[Point labeling items]

◆ ◆ ◆ ◆ ◆

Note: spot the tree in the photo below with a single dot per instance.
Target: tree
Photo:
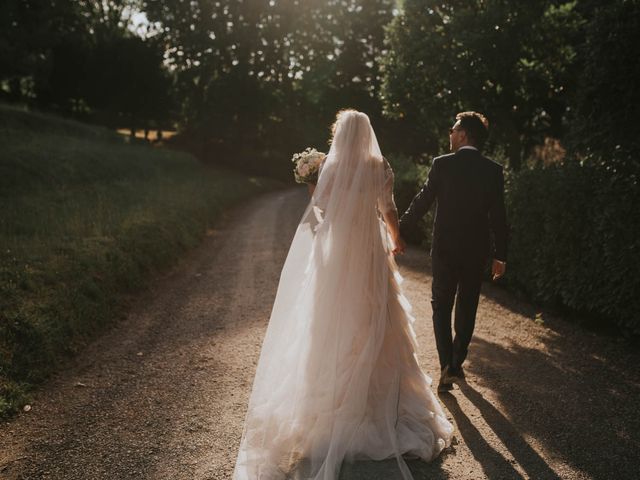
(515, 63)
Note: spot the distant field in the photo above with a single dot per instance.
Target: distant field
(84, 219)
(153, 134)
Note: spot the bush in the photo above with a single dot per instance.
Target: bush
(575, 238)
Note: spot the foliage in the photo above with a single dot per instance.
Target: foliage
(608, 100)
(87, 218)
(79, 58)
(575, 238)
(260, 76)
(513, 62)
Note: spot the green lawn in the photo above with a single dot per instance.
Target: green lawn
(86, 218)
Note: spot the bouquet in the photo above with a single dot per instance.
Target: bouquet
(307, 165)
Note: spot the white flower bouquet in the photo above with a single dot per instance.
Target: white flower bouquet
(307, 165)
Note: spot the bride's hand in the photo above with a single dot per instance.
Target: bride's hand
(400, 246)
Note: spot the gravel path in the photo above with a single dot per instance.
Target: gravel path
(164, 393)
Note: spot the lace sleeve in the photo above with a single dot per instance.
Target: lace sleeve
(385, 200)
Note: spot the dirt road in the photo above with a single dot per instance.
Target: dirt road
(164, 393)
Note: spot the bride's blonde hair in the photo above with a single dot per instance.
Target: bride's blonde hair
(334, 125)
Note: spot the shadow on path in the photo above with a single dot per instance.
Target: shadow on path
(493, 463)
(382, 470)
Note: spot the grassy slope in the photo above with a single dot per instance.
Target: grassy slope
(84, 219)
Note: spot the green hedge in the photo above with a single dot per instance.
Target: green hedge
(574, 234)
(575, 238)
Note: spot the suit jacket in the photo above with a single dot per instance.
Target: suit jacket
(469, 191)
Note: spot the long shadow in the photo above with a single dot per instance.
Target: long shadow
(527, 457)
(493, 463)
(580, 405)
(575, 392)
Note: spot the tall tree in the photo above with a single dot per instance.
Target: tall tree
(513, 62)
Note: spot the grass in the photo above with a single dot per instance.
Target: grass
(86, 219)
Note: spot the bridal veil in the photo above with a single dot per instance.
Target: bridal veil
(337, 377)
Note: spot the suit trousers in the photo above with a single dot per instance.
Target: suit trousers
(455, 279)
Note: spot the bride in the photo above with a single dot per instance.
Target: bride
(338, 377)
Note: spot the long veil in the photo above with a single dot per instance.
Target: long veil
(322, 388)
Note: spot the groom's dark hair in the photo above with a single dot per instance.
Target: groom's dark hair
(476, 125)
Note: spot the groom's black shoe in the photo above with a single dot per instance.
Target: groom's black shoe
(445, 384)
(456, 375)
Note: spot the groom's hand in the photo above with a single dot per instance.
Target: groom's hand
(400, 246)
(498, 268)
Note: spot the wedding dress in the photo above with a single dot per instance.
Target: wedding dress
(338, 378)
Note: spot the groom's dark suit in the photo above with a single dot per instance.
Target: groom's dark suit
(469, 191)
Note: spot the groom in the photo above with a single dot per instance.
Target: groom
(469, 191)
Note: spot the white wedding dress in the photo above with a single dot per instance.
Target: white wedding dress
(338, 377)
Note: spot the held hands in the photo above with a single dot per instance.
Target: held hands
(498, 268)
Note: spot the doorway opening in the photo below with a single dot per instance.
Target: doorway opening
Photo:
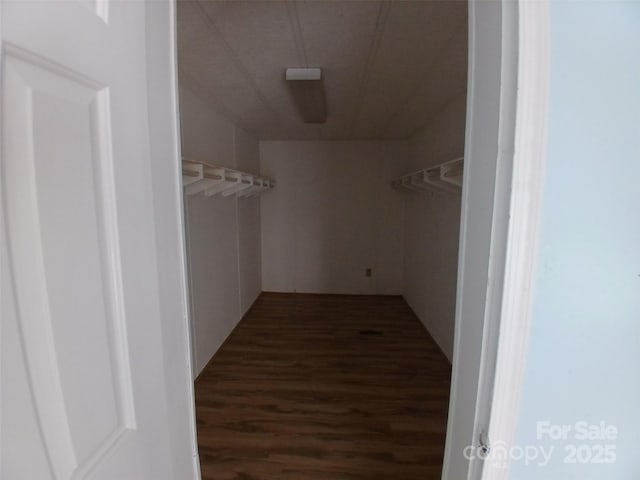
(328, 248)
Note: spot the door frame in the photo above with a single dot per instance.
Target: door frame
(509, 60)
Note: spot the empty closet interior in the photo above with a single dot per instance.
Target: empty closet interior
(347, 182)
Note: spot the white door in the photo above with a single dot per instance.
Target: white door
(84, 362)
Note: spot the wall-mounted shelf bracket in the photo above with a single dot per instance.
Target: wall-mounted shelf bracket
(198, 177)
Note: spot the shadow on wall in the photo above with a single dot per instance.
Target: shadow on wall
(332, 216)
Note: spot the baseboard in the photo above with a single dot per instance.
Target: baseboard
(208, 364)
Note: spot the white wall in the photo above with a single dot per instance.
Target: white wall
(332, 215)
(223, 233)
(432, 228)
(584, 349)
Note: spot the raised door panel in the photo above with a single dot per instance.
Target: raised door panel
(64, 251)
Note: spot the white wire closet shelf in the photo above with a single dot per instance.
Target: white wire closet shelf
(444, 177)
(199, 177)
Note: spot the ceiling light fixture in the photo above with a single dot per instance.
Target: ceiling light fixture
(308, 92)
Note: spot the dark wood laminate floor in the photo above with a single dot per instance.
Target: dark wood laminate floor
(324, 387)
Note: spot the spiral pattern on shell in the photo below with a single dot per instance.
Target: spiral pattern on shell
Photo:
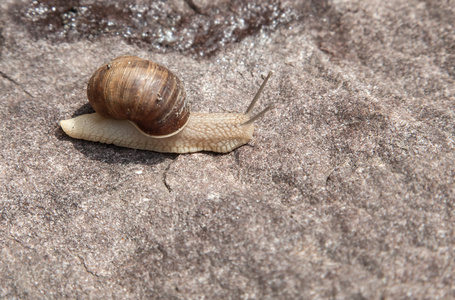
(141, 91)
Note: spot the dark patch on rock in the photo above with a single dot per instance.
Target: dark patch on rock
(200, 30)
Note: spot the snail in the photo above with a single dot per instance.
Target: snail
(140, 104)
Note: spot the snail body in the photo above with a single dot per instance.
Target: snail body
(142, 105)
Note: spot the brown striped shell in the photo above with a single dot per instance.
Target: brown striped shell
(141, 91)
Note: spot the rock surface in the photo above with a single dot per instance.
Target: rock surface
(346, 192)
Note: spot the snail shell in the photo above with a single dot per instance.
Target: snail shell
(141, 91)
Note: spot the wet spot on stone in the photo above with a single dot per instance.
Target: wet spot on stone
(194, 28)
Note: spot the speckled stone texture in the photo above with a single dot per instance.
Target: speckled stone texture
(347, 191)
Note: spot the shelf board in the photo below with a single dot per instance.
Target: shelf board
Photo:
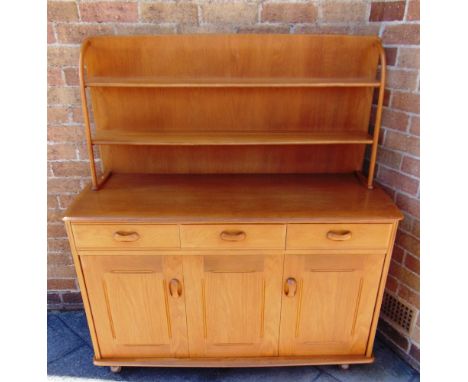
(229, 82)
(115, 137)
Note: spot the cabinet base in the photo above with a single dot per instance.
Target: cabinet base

◆ ◆ ◆ ◆ ◆

• [Goal]: Rescale the items from the line containing "Note: spot the wet" through the end of the items, both ends included, and write out every line again with its requests, but without the pictures. Multiply each point coordinate by 0.45 and round it to a whole number, with halves rounded up.

• [Exercise answer]:
Note: spot the wet spot on stone in the photo above with a single dot per instance.
Target: wet spot on stone
(87, 13)
Note: spot the speckled stone texture in the photo above with a single dot per instance.
Target: speckled stone texture
(156, 86)
Note: spot the shelf board in the photo below with a single dot per instance.
Target: shelf board
Photo:
(103, 37)
(52, 62)
Note: spot the cabinet base in the photo above with a single dot per instance.
Target: cabinet base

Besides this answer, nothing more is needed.